**About this task**
Give the records again, word for word.

**Exercise data**
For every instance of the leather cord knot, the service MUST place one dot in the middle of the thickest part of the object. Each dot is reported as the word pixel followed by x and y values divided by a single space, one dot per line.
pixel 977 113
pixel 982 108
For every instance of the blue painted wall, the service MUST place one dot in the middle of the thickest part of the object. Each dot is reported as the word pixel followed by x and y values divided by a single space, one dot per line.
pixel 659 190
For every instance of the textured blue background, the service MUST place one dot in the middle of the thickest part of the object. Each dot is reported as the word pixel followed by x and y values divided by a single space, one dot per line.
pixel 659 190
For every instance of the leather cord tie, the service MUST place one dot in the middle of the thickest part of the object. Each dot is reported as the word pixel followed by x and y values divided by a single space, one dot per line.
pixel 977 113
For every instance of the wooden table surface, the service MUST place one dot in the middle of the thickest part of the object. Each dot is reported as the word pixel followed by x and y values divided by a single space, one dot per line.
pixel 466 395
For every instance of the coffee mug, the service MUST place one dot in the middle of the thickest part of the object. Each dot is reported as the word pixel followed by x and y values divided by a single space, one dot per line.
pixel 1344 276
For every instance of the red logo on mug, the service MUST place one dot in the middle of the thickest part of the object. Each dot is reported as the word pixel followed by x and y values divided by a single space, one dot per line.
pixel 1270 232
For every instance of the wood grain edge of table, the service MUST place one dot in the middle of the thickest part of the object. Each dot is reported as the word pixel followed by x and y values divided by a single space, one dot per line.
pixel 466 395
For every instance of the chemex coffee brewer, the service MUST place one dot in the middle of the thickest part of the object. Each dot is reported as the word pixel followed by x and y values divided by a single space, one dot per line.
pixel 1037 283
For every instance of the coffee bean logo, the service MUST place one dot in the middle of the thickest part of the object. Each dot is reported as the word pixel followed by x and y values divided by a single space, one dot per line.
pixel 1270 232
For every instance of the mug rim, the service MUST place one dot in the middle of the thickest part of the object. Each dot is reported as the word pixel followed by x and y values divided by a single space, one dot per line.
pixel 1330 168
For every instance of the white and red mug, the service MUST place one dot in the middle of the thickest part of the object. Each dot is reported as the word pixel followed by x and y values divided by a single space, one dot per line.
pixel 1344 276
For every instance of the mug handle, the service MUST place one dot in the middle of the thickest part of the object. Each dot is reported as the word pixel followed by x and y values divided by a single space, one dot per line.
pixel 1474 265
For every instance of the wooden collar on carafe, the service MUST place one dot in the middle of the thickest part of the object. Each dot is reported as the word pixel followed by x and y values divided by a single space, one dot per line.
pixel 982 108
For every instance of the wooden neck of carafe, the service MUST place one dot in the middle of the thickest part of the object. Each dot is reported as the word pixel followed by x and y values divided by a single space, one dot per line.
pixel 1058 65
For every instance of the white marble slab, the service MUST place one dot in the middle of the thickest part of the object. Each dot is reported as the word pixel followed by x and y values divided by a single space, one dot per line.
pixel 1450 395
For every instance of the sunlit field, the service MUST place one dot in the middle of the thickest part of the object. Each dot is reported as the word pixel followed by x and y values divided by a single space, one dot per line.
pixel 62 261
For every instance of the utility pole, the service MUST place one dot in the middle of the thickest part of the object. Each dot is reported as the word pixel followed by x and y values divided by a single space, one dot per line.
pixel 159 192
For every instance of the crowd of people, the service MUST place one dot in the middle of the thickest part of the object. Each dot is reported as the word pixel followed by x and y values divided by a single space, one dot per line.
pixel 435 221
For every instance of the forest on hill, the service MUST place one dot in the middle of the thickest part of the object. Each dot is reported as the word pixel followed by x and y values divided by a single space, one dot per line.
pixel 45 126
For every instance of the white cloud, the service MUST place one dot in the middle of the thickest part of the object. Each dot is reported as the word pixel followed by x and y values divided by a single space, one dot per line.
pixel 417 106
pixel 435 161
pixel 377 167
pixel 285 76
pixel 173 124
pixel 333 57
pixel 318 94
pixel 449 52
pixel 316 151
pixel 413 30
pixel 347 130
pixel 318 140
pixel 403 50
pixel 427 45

**Exercise solution**
For every instance of the leather cord knot, the service MUST place one dot in the middle of the thickest part of the object. Each dot is reported as the word pixel followed by x and y values divided by a single space, one dot per line.
pixel 977 113
pixel 982 108
For every instance of the blue painted wall, the service MUST place one dot in the middle of the thickest part of the object. Each dot is reported as the word pixel followed by x and y values divided by a single space, one dot per line.
pixel 659 190
For every instance of the textured blue background, the service MUST place one dot in the middle of the thickest part of the object. Each dot is reported as the word pixel followed by x and y values divided by a single space, one dot per line.
pixel 659 190
For every instance of the leather cord tie, the service MUST place one dot in the middle of the thickest part of the object. Each dot is reported as the word pixel followed by x and y values divided by a single space, one dot per line.
pixel 977 113
For every instance of the wooden table surface, the service MUST place one dot in the middle of the thickest part of the object. Each dot is reported as the word pixel followed by x and y values divided by a single space, one dot per line.
pixel 466 395
For every instance of the coffee mug, the service MUST place one dot in the middle of the thickest part of the object. Each dot is reported as the word pixel followed by x and y values divided by a single space, one dot per line.
pixel 1344 276
For every instance of the red logo on mug, the service MUST place one dot in the middle of the thickest part of the object. Each dot is reported as the word pixel followed by x and y values divided by a single space, one dot per line.
pixel 1270 232
For every instance of the wood grain edge of table, the service MUST place one dot in the middle of the thickest part of the object. Each dot is reported as the word pixel followed by x and y values divided by a single space, one dot per line.
pixel 466 395
For every instance of the chemex coffee brewer, the service MUST place one dot in the middle of the thickest part of the object. Each dot is reported as the word pixel followed by x and y values divided by a single space, one dot per line.
pixel 1037 283
For every instance of the coffee bean logo, the service MUST place one dot in the middle of the thickest part of the object. Each dot is reported as the word pixel followed by x and y values divided by a single space, one dot per line.
pixel 1270 232
For every instance of the mug rim, the service MUST place one dot in the middle of the thickest part of the object. Each dot is reported as the word pixel followed by x and y values divided by a single space, one dot per line.
pixel 1330 168
For every instance of the white and red mug, the service MUST place one dot in the middle of the thickest part of the object. Each dot is reported as the word pixel followed by x and y values divided by a single space, one dot per line.
pixel 1344 276
For every instance of the mug handle, the service MUST place one dot in the middle of the thickest part of the object. Each dot is reported as the word pixel followed by x and y values divided by a single space, one dot per line.
pixel 1474 265
For every instance of the wooden collar on carafe, the service MUST place one dot in the middle of the thickest part of the object. Each dot is reported as the word pixel followed by x and y values divided by a single space, one dot per line.
pixel 982 108
For every instance of the wooden neck of carafe, the service MUST place one dot in the middle of the thickest part of the object. Each dot is reported as the word pixel followed by x and y values divided by a single space, one dot per line.
pixel 1058 65
For every instance of the white marble slab, the service MUST place one dot in the middle of the thickest part of the object. Each dot is reported as the word pixel followed by x and y values divided by a single space, one dot per line.
pixel 1450 395
For every instance of the sunlit field, the service MUST place one dot in the middle of the thickest part of the object. Each dot is reported as the word pixel followed by x and y values divided by a single space, one dot per line.
pixel 62 261
For every instance of the utility pole, the service MUST place one dot in the middle of the thickest part of the object. Each dot is reported as the word pixel followed by x and y values divided by a single space, one dot per line.
pixel 159 192
For every instance of the crowd of people, the service MUST place one dot in the middle of the thickest part of the object. Each dot is reported as the word pixel followed by x and y values divided by a single space, one dot per line.
pixel 435 221
For every instance of the forest on hill, the service MUST place one dot in the middle of the thickest part of the object. Each dot is reported as the word pixel followed by x and y values divided by a single space, one dot per line.
pixel 45 126
For every instance of the white cloud, the service MUST place one dot in the middle of the thickest part of the object. Each dot is reported as the word pixel followed by x and y values divided by a single space, one dot per line.
pixel 417 106
pixel 435 161
pixel 377 167
pixel 285 76
pixel 173 124
pixel 333 57
pixel 318 94
pixel 449 52
pixel 316 151
pixel 413 30
pixel 347 130
pixel 318 140
pixel 403 50
pixel 427 45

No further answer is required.